(Pointing entries for labeled objects)
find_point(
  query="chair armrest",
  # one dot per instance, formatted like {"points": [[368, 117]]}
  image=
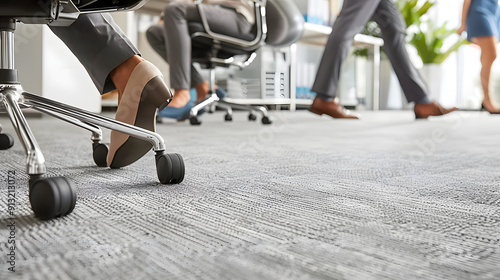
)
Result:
{"points": [[260, 22]]}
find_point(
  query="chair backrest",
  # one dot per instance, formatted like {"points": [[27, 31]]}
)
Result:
{"points": [[54, 11], [89, 6], [285, 23]]}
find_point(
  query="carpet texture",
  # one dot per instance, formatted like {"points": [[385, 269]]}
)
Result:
{"points": [[309, 197]]}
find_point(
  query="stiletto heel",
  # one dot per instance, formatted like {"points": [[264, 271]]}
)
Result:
{"points": [[144, 93], [484, 109]]}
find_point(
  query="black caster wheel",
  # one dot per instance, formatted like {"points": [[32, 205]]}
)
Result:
{"points": [[100, 153], [266, 120], [170, 168], [52, 197], [194, 121], [6, 141], [252, 117]]}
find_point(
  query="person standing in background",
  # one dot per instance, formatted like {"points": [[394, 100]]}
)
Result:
{"points": [[172, 41], [481, 20], [351, 20]]}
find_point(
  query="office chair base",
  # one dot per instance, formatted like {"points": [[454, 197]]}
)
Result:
{"points": [[212, 101], [100, 154], [170, 168], [6, 141], [53, 197]]}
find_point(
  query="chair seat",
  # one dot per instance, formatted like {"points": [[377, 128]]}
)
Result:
{"points": [[201, 45]]}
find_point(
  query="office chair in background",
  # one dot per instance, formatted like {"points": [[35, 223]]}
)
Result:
{"points": [[52, 197], [278, 23]]}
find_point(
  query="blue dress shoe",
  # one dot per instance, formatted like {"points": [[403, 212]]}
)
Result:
{"points": [[179, 114], [220, 93]]}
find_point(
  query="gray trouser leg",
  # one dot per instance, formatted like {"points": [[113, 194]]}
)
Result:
{"points": [[351, 20], [99, 44], [177, 16], [156, 38], [393, 27]]}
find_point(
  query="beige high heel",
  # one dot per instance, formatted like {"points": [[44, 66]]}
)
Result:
{"points": [[144, 93]]}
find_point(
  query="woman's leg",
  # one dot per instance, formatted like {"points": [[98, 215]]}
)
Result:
{"points": [[114, 63], [156, 38], [488, 56]]}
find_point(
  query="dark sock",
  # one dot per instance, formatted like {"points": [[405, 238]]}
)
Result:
{"points": [[424, 100]]}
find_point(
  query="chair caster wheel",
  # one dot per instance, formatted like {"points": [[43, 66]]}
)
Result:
{"points": [[52, 197], [170, 168], [194, 121], [266, 120], [100, 154], [6, 141]]}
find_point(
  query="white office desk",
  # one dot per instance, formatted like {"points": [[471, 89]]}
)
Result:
{"points": [[318, 35]]}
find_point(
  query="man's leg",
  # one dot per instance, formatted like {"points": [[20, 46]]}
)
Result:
{"points": [[351, 20], [393, 27]]}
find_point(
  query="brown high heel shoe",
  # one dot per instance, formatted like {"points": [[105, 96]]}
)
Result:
{"points": [[144, 93], [331, 108], [423, 111]]}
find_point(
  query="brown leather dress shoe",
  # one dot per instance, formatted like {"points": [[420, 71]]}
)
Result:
{"points": [[330, 108], [423, 111]]}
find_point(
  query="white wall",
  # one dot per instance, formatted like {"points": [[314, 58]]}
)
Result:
{"points": [[48, 68]]}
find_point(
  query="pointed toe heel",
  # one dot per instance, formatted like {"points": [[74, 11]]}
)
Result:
{"points": [[144, 94]]}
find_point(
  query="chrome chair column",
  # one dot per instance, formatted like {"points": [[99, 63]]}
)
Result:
{"points": [[52, 197], [11, 96]]}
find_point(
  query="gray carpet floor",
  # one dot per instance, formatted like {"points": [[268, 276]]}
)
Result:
{"points": [[309, 197]]}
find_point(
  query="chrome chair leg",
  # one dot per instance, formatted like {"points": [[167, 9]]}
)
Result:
{"points": [[11, 97], [251, 109], [193, 114], [64, 110]]}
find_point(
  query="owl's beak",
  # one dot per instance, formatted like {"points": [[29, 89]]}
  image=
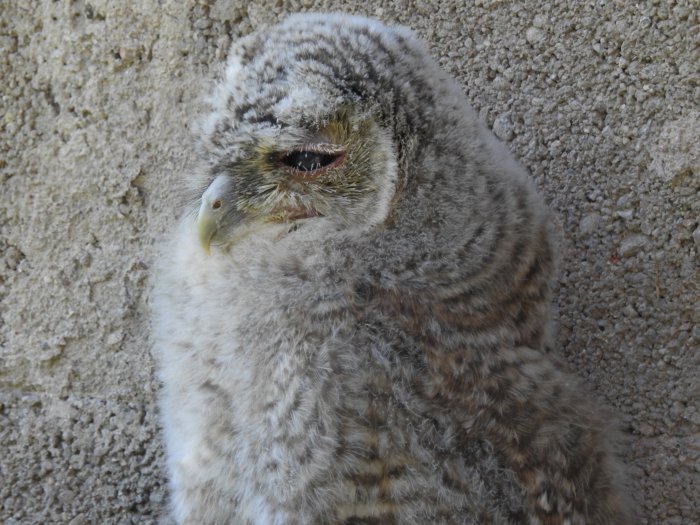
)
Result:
{"points": [[212, 211]]}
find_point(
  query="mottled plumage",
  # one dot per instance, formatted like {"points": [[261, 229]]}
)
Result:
{"points": [[368, 340]]}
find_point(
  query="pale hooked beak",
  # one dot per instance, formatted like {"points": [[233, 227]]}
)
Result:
{"points": [[212, 210]]}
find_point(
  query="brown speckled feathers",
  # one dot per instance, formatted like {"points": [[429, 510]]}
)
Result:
{"points": [[352, 317]]}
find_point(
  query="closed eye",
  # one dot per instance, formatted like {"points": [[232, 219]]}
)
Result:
{"points": [[310, 161]]}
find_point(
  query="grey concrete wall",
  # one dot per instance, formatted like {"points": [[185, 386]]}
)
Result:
{"points": [[598, 99]]}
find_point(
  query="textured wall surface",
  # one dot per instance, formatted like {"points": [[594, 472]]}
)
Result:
{"points": [[600, 100]]}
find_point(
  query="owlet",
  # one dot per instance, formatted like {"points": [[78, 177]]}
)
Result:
{"points": [[352, 315]]}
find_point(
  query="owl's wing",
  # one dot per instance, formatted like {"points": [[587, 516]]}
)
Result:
{"points": [[539, 419]]}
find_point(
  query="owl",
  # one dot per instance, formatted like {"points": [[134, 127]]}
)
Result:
{"points": [[352, 316]]}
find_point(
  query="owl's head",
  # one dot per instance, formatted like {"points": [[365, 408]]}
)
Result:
{"points": [[322, 118]]}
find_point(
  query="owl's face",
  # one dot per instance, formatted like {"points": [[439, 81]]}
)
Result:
{"points": [[338, 167], [322, 122]]}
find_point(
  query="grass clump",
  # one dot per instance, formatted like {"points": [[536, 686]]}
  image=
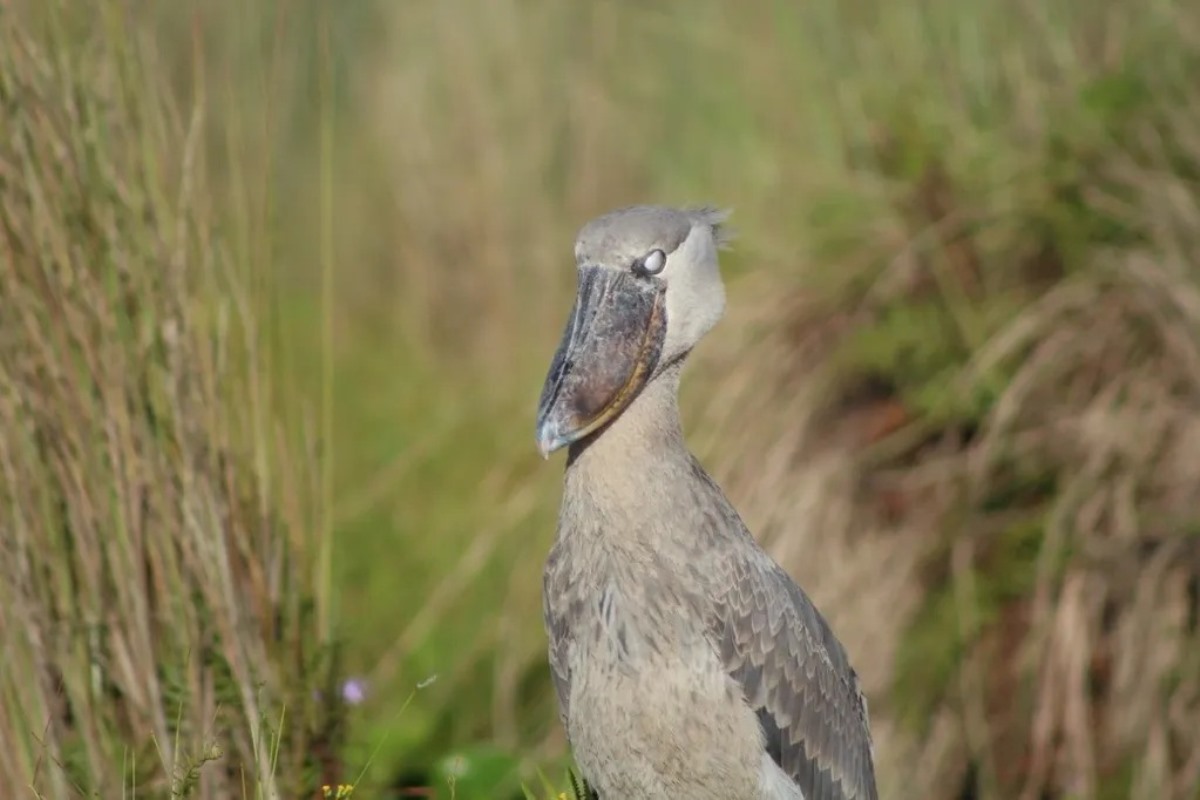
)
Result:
{"points": [[156, 593]]}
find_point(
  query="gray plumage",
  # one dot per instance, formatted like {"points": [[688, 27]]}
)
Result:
{"points": [[685, 661]]}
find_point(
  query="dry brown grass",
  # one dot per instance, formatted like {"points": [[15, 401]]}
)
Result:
{"points": [[156, 581], [1018, 576]]}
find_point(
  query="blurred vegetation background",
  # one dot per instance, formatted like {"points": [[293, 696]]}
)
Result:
{"points": [[279, 283]]}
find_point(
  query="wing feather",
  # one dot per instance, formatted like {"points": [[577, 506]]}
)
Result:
{"points": [[796, 677]]}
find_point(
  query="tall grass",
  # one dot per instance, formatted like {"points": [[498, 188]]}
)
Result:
{"points": [[957, 394], [156, 590]]}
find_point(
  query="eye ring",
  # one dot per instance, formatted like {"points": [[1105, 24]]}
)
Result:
{"points": [[651, 264]]}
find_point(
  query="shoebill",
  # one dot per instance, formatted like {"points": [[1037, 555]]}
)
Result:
{"points": [[688, 665]]}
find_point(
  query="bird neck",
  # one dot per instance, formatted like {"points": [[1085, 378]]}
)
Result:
{"points": [[648, 429], [635, 465]]}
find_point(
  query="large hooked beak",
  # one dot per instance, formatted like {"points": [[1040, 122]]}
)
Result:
{"points": [[609, 352]]}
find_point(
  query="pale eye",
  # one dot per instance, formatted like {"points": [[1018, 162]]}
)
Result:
{"points": [[652, 263]]}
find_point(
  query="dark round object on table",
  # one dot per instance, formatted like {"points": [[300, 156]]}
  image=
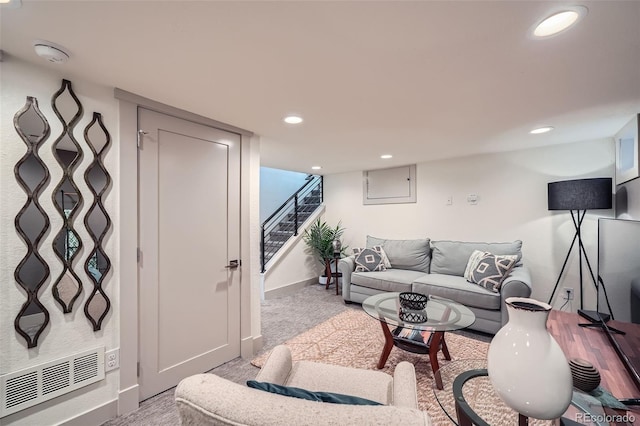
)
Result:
{"points": [[414, 317], [585, 376], [411, 300]]}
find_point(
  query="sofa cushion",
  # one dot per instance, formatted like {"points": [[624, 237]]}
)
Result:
{"points": [[474, 260], [370, 384], [457, 289], [368, 260], [492, 270], [389, 280], [451, 257], [414, 255], [333, 398]]}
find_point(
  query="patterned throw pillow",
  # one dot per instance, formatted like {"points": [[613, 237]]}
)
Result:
{"points": [[368, 260], [385, 259], [475, 257], [492, 271]]}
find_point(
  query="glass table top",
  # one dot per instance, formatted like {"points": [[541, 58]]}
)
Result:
{"points": [[439, 314]]}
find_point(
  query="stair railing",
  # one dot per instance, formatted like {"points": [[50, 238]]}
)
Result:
{"points": [[286, 220]]}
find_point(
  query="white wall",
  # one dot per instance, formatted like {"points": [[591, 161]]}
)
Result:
{"points": [[276, 187], [512, 192], [628, 200], [66, 334]]}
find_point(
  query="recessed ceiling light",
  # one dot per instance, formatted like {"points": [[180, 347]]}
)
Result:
{"points": [[52, 52], [293, 119], [559, 21], [540, 130], [10, 4]]}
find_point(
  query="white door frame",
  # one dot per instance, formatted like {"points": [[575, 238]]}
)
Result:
{"points": [[250, 337]]}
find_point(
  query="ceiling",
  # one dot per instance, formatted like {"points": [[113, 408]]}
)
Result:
{"points": [[420, 80]]}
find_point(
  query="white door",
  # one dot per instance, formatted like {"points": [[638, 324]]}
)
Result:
{"points": [[189, 207]]}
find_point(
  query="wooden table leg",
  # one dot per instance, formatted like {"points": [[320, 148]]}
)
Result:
{"points": [[434, 346], [337, 277], [388, 345], [445, 350]]}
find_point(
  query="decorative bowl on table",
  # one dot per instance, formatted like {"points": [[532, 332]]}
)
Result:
{"points": [[413, 301], [585, 376], [412, 316]]}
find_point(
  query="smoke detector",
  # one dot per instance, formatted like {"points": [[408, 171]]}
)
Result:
{"points": [[50, 51]]}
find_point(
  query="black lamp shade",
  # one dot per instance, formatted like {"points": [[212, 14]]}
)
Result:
{"points": [[580, 194]]}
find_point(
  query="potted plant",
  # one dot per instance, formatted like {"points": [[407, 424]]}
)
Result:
{"points": [[319, 237]]}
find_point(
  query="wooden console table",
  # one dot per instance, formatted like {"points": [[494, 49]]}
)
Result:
{"points": [[592, 344]]}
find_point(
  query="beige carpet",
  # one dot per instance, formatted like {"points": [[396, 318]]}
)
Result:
{"points": [[354, 339]]}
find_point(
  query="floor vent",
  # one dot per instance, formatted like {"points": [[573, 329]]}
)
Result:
{"points": [[31, 386]]}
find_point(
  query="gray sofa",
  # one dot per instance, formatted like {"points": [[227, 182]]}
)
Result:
{"points": [[437, 268]]}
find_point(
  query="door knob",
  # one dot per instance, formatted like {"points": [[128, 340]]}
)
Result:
{"points": [[233, 264]]}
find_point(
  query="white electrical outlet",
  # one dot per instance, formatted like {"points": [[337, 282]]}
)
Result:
{"points": [[568, 293], [112, 359]]}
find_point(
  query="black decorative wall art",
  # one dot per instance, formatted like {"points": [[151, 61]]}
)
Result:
{"points": [[31, 221], [66, 196], [97, 221]]}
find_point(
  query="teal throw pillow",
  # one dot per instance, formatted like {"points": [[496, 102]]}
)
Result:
{"points": [[333, 398]]}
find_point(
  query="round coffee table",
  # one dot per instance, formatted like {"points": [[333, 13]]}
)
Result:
{"points": [[423, 331], [468, 398]]}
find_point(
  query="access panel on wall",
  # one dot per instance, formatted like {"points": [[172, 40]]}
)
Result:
{"points": [[389, 186]]}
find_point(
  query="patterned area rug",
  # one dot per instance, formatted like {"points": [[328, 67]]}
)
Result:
{"points": [[354, 339]]}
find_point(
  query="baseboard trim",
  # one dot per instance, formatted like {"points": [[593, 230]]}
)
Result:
{"points": [[128, 400], [96, 416], [289, 289]]}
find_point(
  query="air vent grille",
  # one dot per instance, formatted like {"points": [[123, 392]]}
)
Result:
{"points": [[31, 386], [55, 377], [22, 389]]}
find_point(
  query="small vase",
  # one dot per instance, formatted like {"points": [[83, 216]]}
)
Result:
{"points": [[526, 365]]}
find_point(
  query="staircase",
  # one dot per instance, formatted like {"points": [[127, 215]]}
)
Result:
{"points": [[285, 222]]}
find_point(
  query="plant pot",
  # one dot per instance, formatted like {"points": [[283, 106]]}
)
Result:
{"points": [[322, 280], [526, 365]]}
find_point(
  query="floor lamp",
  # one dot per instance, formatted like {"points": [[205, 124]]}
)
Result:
{"points": [[578, 196]]}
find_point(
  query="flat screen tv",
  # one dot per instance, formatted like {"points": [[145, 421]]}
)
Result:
{"points": [[619, 285]]}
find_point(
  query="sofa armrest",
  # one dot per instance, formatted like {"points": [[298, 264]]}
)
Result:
{"points": [[346, 266], [277, 367], [517, 284], [405, 392]]}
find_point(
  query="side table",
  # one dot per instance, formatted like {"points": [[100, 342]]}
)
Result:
{"points": [[468, 398]]}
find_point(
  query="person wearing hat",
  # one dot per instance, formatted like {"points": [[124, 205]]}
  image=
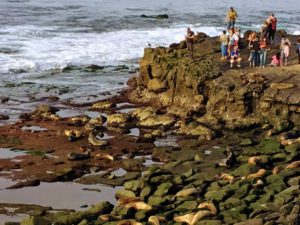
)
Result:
{"points": [[231, 18]]}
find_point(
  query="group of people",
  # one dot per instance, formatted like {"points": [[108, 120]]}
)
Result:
{"points": [[258, 45]]}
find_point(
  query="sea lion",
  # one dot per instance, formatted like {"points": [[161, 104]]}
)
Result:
{"points": [[129, 222], [139, 205], [84, 149], [208, 205], [225, 176], [229, 161], [73, 156], [193, 218], [254, 160], [94, 141], [260, 173], [95, 122], [276, 170], [104, 156], [156, 219], [281, 86], [258, 184], [124, 200], [73, 134], [186, 192], [293, 165], [108, 217], [290, 141], [79, 119]]}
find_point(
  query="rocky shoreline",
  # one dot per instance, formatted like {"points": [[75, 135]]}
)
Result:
{"points": [[235, 158]]}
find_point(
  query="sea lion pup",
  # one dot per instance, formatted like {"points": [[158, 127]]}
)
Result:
{"points": [[276, 170], [293, 165], [290, 141], [95, 122], [73, 156], [73, 134], [229, 161], [186, 192], [103, 155], [208, 205], [50, 116], [129, 222], [193, 218], [260, 173], [226, 176], [253, 160], [288, 135], [138, 205], [84, 148], [79, 120], [109, 217], [258, 184], [156, 219], [93, 138], [124, 200]]}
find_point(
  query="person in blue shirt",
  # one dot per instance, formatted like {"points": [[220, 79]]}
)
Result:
{"points": [[298, 50], [235, 57]]}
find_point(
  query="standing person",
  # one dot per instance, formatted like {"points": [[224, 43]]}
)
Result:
{"points": [[235, 57], [255, 48], [251, 38], [284, 47], [273, 21], [298, 50], [190, 36], [285, 52], [231, 17], [265, 29], [224, 45], [263, 52], [233, 40], [276, 60]]}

STATED EXERCISE
Find every line in the records above that contains the string "door", and copy each one.

EXERCISE SOLUTION
  query="white door frame",
  query="white door",
  query="door knob",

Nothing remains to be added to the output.